#### Exercise A:
Repeat the part of the passage on Poe starting at "Amid constant quarrels" and ending at "lonesome latter years!", word for word.

#### Excerpt provided:

--- --- ---

But how deep the darkness was to be his gloomiest mood could hardly have imagined. The necessity of borrowing money had become chronic, and an Ishmaelitish style of criticising his literary contemporaries made lenders few. Undoubtedly Poe had a far higher literary standard than that which Griswold and his set had set up in New York. And, not withstanding his inability to see in Emerson “more than a respectful imitation of Carlyle,” or in Carlyle more than a subject for ridicule, he must be credited with having exposed a good many quacks. But his style of doing such work sometimes suggests Grammont's description of Rupert, as polite even to excess, unseasonably, but haughty, and even brutal, when he ought to have been gentle and courteous. It is impossible to read the criticisms and Marginalia of Poe without recognising his wide reading and great carefulness in the elaboration of his ideas; but there is little that is sympathetic, much that is cynical, and their writer is not of the kind that make friends. As a matter of fact, he made enemies normally, but they could have harmed him little had he not included among them opium and drink.

Amid constant quarrels with editors and authors, and in poverty under whose pressure his dearly loved wife was daily sinking into the grave, Poe wrote most of the tales and poems [page 56:] which have made his unique reputation. It is probable that no other example exists of so wide an influence exerted by such slight and, on the whole, such imperfect poetical work as that represented in these poems. The thrilling, feverish vision in Winwood Reade's Outcast, where the gods have assembled to witness the performance of a new drama, composed by a young deity — this drama being the world, and the actors mankind — would appear to have expanded out of “The Conqueror Worm’’: —

“Lo 'tis a gala night

Within the lonesome latter years!

An angel throng, bewinged, bedight

In veils, and drowned in tears,

Sit in a theatre, to see

A play of hopes and fears,

While the orchestra breathes fitfully

The music of the spheres.”

And Victor Hugo's “Epic of the Worm” (La Légende des Siècles) has much in it which suggests impressions once made, probably now forgotten, by the

“Blood-red thing that writhes from out

The scenic solitude

“It writhes! — it writhes — with mortal pangs

The mimes become its food,

And the seraphs sob at vermin fangs

In human gore imbued.”

--- --- ---

#### Source material:

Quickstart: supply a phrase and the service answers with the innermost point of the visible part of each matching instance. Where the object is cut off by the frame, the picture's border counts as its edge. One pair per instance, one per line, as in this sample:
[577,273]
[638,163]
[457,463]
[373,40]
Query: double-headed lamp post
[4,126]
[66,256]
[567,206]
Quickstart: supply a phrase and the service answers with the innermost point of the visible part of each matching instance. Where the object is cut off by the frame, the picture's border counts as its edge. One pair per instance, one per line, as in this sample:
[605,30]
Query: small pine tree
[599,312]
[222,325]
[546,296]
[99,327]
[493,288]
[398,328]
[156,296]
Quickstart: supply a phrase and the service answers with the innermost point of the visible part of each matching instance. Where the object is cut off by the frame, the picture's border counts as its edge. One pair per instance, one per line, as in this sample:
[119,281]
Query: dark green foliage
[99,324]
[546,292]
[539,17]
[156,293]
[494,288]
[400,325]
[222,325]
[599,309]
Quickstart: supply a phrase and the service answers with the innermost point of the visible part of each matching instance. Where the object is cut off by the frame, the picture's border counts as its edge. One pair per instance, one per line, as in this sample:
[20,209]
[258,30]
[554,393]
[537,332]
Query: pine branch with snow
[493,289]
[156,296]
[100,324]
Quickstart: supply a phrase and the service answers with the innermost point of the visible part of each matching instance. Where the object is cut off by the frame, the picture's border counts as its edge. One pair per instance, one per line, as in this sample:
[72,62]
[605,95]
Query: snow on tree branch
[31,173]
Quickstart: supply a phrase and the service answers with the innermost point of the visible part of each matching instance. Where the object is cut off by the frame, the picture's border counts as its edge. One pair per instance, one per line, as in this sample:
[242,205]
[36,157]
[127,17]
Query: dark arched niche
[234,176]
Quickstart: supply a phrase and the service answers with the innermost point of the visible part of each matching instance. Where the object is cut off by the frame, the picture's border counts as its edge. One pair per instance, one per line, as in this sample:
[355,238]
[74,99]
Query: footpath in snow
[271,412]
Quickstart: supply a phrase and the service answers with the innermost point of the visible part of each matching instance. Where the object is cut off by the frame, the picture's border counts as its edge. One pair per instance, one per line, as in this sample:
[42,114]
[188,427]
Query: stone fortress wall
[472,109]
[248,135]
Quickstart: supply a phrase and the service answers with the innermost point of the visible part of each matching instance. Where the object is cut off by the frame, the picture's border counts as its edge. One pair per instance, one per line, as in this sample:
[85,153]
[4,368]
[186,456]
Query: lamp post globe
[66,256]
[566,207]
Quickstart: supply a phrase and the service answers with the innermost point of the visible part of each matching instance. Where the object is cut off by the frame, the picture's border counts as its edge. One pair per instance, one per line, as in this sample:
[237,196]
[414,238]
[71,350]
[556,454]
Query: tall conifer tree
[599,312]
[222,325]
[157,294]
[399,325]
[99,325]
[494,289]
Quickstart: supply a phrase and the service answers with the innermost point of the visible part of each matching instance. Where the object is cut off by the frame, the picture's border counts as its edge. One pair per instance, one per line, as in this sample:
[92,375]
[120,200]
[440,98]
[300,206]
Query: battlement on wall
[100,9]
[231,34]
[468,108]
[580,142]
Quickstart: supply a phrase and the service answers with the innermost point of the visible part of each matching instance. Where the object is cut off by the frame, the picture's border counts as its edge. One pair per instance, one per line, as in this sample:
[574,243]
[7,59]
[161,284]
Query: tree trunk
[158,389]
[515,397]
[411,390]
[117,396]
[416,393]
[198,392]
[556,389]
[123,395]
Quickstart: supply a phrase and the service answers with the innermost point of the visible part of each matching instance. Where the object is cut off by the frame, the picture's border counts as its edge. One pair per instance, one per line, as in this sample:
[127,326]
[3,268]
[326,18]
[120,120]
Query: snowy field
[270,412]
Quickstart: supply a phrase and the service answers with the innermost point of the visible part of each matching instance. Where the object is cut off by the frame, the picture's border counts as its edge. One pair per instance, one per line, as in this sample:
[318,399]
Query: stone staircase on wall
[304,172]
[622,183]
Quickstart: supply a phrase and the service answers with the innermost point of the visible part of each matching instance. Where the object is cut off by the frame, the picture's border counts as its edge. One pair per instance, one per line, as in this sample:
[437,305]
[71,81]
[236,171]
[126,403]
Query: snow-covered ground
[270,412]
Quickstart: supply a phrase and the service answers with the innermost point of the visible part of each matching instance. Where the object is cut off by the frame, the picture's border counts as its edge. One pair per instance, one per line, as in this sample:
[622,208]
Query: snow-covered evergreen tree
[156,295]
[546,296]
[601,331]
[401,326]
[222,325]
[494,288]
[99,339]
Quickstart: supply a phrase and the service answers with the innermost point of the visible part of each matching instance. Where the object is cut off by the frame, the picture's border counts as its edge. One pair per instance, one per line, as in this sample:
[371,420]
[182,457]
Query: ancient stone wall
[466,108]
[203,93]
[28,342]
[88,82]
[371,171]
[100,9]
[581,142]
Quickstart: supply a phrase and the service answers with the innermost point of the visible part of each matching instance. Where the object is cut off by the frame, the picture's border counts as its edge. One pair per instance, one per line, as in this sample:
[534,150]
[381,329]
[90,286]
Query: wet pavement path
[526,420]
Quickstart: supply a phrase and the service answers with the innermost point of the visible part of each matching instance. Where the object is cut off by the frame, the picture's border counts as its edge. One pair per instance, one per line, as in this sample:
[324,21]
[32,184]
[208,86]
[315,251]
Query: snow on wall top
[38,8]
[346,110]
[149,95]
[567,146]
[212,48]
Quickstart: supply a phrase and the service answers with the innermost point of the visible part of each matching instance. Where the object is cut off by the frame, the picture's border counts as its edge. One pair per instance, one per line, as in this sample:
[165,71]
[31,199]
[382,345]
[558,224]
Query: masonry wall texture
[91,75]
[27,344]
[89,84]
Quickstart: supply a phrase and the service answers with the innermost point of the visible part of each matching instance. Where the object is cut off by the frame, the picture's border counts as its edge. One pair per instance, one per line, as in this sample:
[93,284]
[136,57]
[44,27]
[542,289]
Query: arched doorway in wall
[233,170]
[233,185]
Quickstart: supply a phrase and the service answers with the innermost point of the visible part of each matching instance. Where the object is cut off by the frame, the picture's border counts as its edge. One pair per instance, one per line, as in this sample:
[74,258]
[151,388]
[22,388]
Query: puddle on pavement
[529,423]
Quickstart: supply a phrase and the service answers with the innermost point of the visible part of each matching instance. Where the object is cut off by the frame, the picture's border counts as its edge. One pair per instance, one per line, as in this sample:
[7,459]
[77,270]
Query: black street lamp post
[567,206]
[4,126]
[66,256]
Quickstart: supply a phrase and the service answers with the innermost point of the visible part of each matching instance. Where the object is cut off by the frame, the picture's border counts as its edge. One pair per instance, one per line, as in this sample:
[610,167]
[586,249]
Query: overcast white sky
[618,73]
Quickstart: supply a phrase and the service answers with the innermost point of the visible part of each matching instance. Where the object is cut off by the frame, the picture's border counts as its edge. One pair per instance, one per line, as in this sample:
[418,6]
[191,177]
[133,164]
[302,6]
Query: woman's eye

--- --- ---

#### Exercise B:
Pull out each line of the listing that contains the string "pavement", matching case exactly.

#### Exercise answer A:
Amid constant quarrels with editors and authors, and in poverty under whose pressure his dearly loved wife was daily sinking into the grave, Poe wrote most of the tales and poems [page 56:] which have made his unique reputation. It is probable that no other example exists of so wide an influence exerted by such slight and, on the whole, such imperfect poetical work as that represented in these poems. The thrilling, feverish vision in Winwood Reade's Outcast, where the gods have assembled to witness the performance of a new drama, composed by a young deity — this drama being the world, and the actors mankind — would appear to have expanded out of “The Conqueror Worm’’: —

“Lo 'tis a gala night

Within the lonesome latter years!

#### Exercise answer B:
Query: wet pavement path
Query: puddle on pavement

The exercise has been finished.